(DATA SUPPLIED Opens)
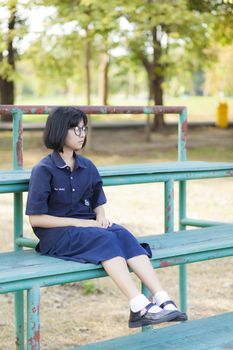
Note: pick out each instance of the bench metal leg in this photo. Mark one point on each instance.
(19, 320)
(146, 292)
(19, 302)
(33, 318)
(182, 269)
(169, 206)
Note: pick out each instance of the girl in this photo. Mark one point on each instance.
(65, 208)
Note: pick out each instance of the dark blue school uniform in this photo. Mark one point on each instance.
(56, 190)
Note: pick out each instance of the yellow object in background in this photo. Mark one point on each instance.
(222, 115)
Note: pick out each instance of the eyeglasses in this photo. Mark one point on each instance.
(79, 129)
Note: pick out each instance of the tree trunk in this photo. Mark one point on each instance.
(157, 94)
(103, 79)
(7, 95)
(87, 71)
(157, 77)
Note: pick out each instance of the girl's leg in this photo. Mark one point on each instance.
(117, 269)
(142, 311)
(143, 269)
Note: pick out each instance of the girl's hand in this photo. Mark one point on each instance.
(88, 223)
(104, 223)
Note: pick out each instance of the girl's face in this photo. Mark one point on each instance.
(75, 137)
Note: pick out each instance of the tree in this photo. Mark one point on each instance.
(167, 34)
(12, 29)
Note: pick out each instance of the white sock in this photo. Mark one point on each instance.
(139, 302)
(161, 297)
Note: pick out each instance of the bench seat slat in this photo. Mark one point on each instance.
(167, 249)
(22, 176)
(212, 333)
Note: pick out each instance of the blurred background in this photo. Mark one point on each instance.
(119, 53)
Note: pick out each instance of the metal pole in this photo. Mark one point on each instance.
(33, 318)
(169, 206)
(18, 222)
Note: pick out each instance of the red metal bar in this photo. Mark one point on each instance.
(6, 109)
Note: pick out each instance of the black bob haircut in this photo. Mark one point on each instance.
(59, 121)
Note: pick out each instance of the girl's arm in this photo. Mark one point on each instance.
(49, 221)
(100, 217)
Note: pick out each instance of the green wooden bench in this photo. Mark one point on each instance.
(211, 333)
(28, 270)
(24, 269)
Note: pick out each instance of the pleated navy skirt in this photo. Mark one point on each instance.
(94, 244)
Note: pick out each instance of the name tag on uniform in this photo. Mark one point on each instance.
(87, 203)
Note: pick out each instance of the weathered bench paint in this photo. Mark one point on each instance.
(25, 268)
(211, 333)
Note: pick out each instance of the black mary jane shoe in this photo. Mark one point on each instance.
(181, 316)
(149, 318)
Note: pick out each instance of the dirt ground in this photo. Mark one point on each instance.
(70, 316)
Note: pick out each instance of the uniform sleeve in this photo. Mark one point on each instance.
(DATA SUPPLIED Closes)
§ PROBLEM:
In the copy, omit the pictures and give every line of the data exactly.

§ RESULT OF THIS EXERCISE:
Note: pick out each instance of the bench metal leg in this photo. Mark one point on each instance.
(19, 320)
(146, 292)
(19, 302)
(33, 318)
(182, 269)
(169, 206)
Note: pick out each instance of the girl in this photo. Mark one point on each instance.
(65, 208)
Note: pick out each instance of the dark blue school uniform in this photo. Mark one point on each instance.
(56, 190)
Note: pick out each instance of the yellow object in background in this photo. Mark one point on each instance.
(222, 115)
Note: pick out each instance of the eyeglasses in this photo. Mark one point on each instance.
(79, 129)
Note: pick out each instance of the tree trunk in this photo. Mark one point on each instance.
(157, 94)
(103, 79)
(7, 95)
(87, 71)
(157, 77)
Note: pick out each instance of the girl's leg in this photo. Mark one point on each instance.
(117, 269)
(142, 311)
(143, 269)
Note: pick out each instance of the girl's hand in this photo. Mark one point on each instance.
(88, 223)
(104, 223)
Note: pick out each instance of the girl's face in this photo. Mark one point on each instance.
(75, 137)
Note: pick out each instance of the tree in this photo. Mark one point on each instance.
(167, 34)
(12, 29)
Note: pick out each instance of the white sock in this photo. Mark one point on each instance.
(139, 302)
(161, 297)
Note: pick out each instance of the bench seat slat in this photo. Mark one point on each instance.
(167, 249)
(22, 176)
(212, 333)
Note: pick out each instance of the blurred background in this photo. Mark one point on each instance.
(119, 53)
Note: pick out each instance of the metal pole in this photo. Mark one point on each instance.
(33, 318)
(169, 206)
(18, 222)
Note: pick out each instance of the red metal bar in this photo. Mark one point on each instance.
(6, 109)
Note: pick out each instance of the black bob haircut in this photo. Mark one point on each instance.
(59, 121)
Note: pick out each instance of the girl's arm in this photo. Mark one point on each instance.
(49, 221)
(100, 217)
Note: pick out each instance of the green wooden bench in this photo. Mark one point on each instance.
(211, 333)
(28, 270)
(24, 269)
Note: pick out each instance of the pleated navy skirt in this photo. Mark one point on each instance.
(94, 244)
Note: pick out each instance of the name tag on uniform in this photo. Mark one point on each instance.
(87, 203)
Note: pick out each instance of the weathered bench paint in this photo. Mark one point on each instance.
(25, 268)
(211, 333)
Note: pick out each instance of the black mary jane shoe in this photo. Mark one point on each instance.
(181, 316)
(149, 318)
Note: pick out each instance of the dirt ground in this photo. Mark one point on each instance.
(70, 316)
Note: pick out each instance of the uniform sleeve in this photo. Mark one point on each instance.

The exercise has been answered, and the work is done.